WORK ITEM: A faithful copy of the data, pictures omitted, is the required answer.

RECORDS PROVIDED:
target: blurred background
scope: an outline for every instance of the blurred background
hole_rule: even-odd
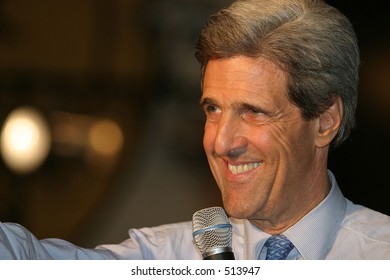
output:
[[[328,1],[362,52],[357,127],[330,168],[390,214],[386,2]],[[227,0],[0,0],[0,220],[117,243],[221,205],[203,154],[194,43]]]

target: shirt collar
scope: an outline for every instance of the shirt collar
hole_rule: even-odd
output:
[[[283,234],[294,244],[303,259],[321,260],[329,253],[345,216],[346,199],[336,179],[328,171],[331,189],[326,198]],[[233,223],[233,247],[241,258],[257,258],[270,236],[253,226],[248,220],[231,218]]]
[[[270,236],[246,219],[230,218],[233,225],[233,248],[238,259],[258,259],[261,248]]]

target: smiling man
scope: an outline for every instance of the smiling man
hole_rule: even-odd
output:
[[[204,147],[227,212],[281,233],[329,192],[326,156],[340,102],[305,120],[287,96],[288,74],[263,58],[209,61]]]
[[[196,49],[203,144],[236,259],[390,259],[390,218],[346,199],[327,168],[354,126],[348,19],[320,0],[238,0],[210,17]],[[202,258],[191,222],[129,235],[88,250],[0,224],[0,257]]]
[[[356,41],[315,0],[236,1],[202,30],[203,143],[236,255],[268,259],[281,241],[279,259],[390,258],[389,217],[344,198],[327,169],[354,126]]]

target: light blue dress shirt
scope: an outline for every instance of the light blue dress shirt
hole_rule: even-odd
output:
[[[328,196],[286,235],[295,248],[287,259],[390,259],[390,217],[353,204],[329,172]],[[249,221],[231,219],[236,259],[265,259],[269,234]],[[37,240],[17,224],[0,224],[3,259],[202,259],[192,238],[192,223],[130,229],[120,244],[84,249],[59,239]]]

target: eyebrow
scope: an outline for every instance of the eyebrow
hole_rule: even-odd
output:
[[[201,98],[199,101],[199,107],[203,108],[205,104],[216,104],[217,101],[210,97]]]
[[[205,97],[205,98],[202,98],[200,100],[199,107],[201,109],[203,109],[203,107],[206,104],[218,104],[218,102],[215,99],[213,99],[213,98]],[[238,109],[238,110],[240,110],[240,109],[248,109],[248,110],[252,110],[252,111],[256,111],[256,112],[260,112],[260,113],[264,113],[264,114],[270,114],[270,112],[268,110],[265,110],[264,108],[262,108],[260,106],[249,104],[249,103],[246,103],[246,102],[236,102],[236,103],[233,103],[233,108]]]
[[[242,108],[242,109],[249,109],[253,111],[259,111],[259,112],[265,112],[265,110],[262,109],[261,107],[249,103],[245,103],[245,102],[240,102],[235,107]]]

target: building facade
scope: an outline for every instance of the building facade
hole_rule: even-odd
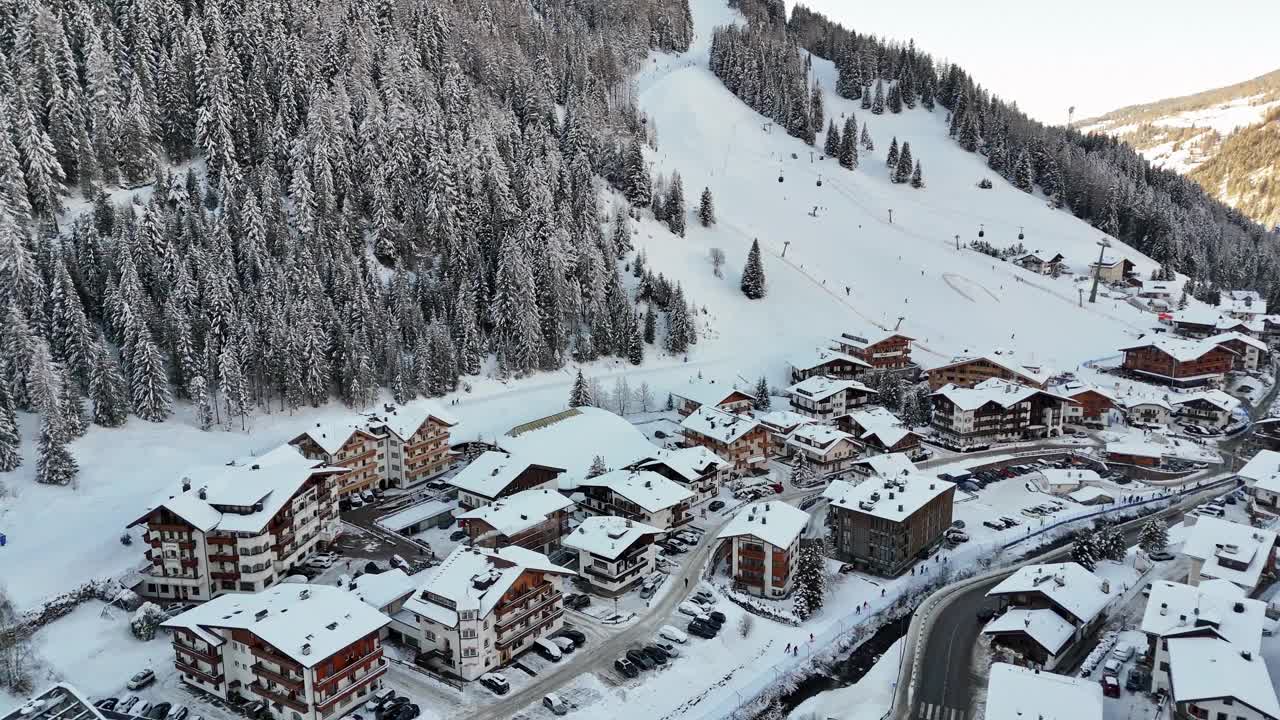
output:
[[[995,379],[972,388],[944,386],[931,397],[935,438],[960,451],[1059,436],[1071,404],[1050,392]]]
[[[761,597],[791,593],[796,553],[809,513],[781,501],[748,505],[718,536],[719,556],[728,561],[736,588]]]
[[[526,490],[554,490],[563,468],[530,462],[499,450],[481,453],[447,481],[457,489],[458,507],[473,510]]]
[[[898,370],[911,365],[911,342],[915,338],[885,330],[841,333],[834,349],[852,355],[876,370]]]
[[[372,420],[369,431],[377,435],[386,456],[384,487],[416,485],[453,466],[449,432],[458,421],[436,410],[398,408]]]
[[[831,483],[823,497],[831,503],[836,558],[876,575],[901,575],[951,527],[955,489],[925,475]]]
[[[862,446],[853,436],[830,425],[802,425],[787,439],[789,454],[804,462],[819,475],[844,472],[862,454]]]
[[[1235,362],[1234,353],[1204,340],[1156,338],[1121,352],[1125,370],[1175,387],[1218,384]]]
[[[338,499],[386,486],[389,458],[382,438],[350,425],[319,425],[289,441],[304,457],[347,469],[338,478]]]
[[[769,433],[750,418],[703,406],[680,423],[685,442],[701,446],[744,473],[763,469],[769,459]]]
[[[458,516],[472,545],[549,553],[569,532],[573,501],[551,488],[509,495]]]
[[[969,388],[992,378],[1043,389],[1048,374],[1040,367],[1024,365],[1010,355],[993,352],[959,357],[933,368],[929,371],[929,389],[939,390],[947,385]]]
[[[876,391],[857,380],[811,377],[787,388],[787,395],[795,413],[830,422],[866,405]]]
[[[617,597],[653,572],[653,542],[661,534],[656,527],[626,518],[596,516],[583,520],[564,545],[578,551],[578,574],[593,592]]]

EXERCISE RESULT:
target: blurred background
scope: an outline for every instance of the blurred background
hole_rule: even-odd
output:
[[[328,1],[362,52],[357,127],[330,168],[390,214],[386,2]],[[227,0],[0,0],[0,220],[117,243],[221,205],[203,154],[194,43]]]

target: shirt collar
scope: an outline for every instance of the shirt collar
hole_rule: even-odd
output:
[[[283,234],[294,244],[303,259],[321,260],[329,253],[345,216],[346,199],[336,179],[328,171],[331,189],[326,198]],[[233,223],[233,247],[241,258],[257,258],[270,236],[253,226],[248,220],[231,218]]]
[[[270,236],[246,219],[230,218],[233,225],[233,248],[238,259],[258,259],[261,248]]]

target: smiling man
scope: an outline for every instance of the smiling man
hole_rule: even-odd
output:
[[[204,147],[227,212],[281,233],[329,192],[326,156],[340,102],[305,120],[287,96],[288,74],[263,58],[209,61]]]
[[[196,49],[203,144],[236,259],[390,259],[390,218],[346,199],[327,168],[354,126],[348,19],[320,0],[238,0],[210,17]],[[202,258],[191,222],[129,235],[88,250],[0,224],[0,257]]]
[[[356,41],[315,0],[236,1],[202,30],[203,143],[236,255],[268,259],[281,241],[279,259],[390,258],[389,217],[344,198],[327,169],[354,126]]]

target: light blue dress shirt
scope: an outline for every instance of the light blue dress shirt
hole_rule: even-odd
output:
[[[328,196],[286,235],[295,248],[287,259],[390,259],[390,217],[353,204],[329,172]],[[249,221],[231,219],[236,259],[265,259],[269,234]],[[37,240],[17,224],[0,224],[3,259],[202,259],[192,238],[192,223],[130,229],[120,244],[84,249],[59,239]]]

target: eyebrow
scope: an outline for every instance of the eyebrow
hole_rule: even-odd
output:
[[[201,98],[199,101],[199,107],[203,108],[205,104],[216,104],[217,101],[210,97]]]
[[[205,97],[205,98],[202,98],[200,100],[199,107],[201,109],[203,109],[203,107],[206,104],[218,104],[218,102],[215,99],[213,99],[213,98]],[[238,109],[238,110],[240,110],[240,109],[248,109],[248,110],[252,110],[252,111],[256,111],[256,112],[260,112],[260,113],[264,113],[264,114],[270,114],[270,112],[268,110],[265,110],[264,108],[262,108],[260,106],[249,104],[249,103],[246,103],[246,102],[236,102],[236,103],[233,103],[233,108]]]
[[[242,108],[242,109],[249,109],[253,111],[259,111],[259,112],[265,112],[265,110],[262,109],[261,107],[249,103],[245,103],[245,102],[240,102],[235,107]]]

target: building facade
scope: an outline for every instance of the building facade
hole_rule: even-odd
output:
[[[995,379],[972,388],[944,386],[931,397],[935,438],[960,451],[1059,436],[1071,404],[1050,392]]]
[[[761,597],[791,593],[796,553],[809,513],[781,501],[748,505],[718,536],[719,556],[728,561],[736,588]]]
[[[526,490],[554,490],[563,468],[530,462],[499,450],[481,453],[447,481],[457,489],[458,507],[473,510]]]
[[[898,370],[911,365],[911,342],[915,338],[885,330],[841,333],[834,349],[852,355],[876,370]]]
[[[372,420],[369,431],[377,435],[386,456],[384,487],[416,485],[453,466],[449,432],[458,421],[436,410],[398,408]]]
[[[831,483],[823,497],[831,503],[836,558],[876,575],[901,575],[951,527],[955,489],[925,475]]]
[[[862,446],[853,436],[830,425],[802,425],[787,439],[789,454],[804,462],[819,475],[844,472],[862,454]]]
[[[1235,362],[1234,353],[1204,340],[1156,338],[1121,352],[1125,370],[1175,387],[1218,384]]]
[[[338,499],[386,486],[389,458],[382,438],[350,425],[319,425],[289,441],[304,457],[347,469],[338,478]]]
[[[769,433],[750,418],[703,406],[680,423],[685,442],[701,446],[744,473],[763,469],[769,459]]]
[[[458,516],[472,545],[549,553],[569,532],[573,501],[551,488],[509,495]]]
[[[969,388],[992,378],[1043,389],[1048,374],[1040,367],[1024,365],[1010,355],[993,352],[959,357],[933,368],[929,371],[929,389],[939,390],[947,385]]]
[[[876,391],[857,380],[811,377],[787,388],[787,395],[795,413],[830,422],[866,405]]]
[[[617,597],[653,572],[653,542],[661,534],[656,527],[626,518],[596,516],[583,520],[564,545],[578,551],[578,574],[593,592]]]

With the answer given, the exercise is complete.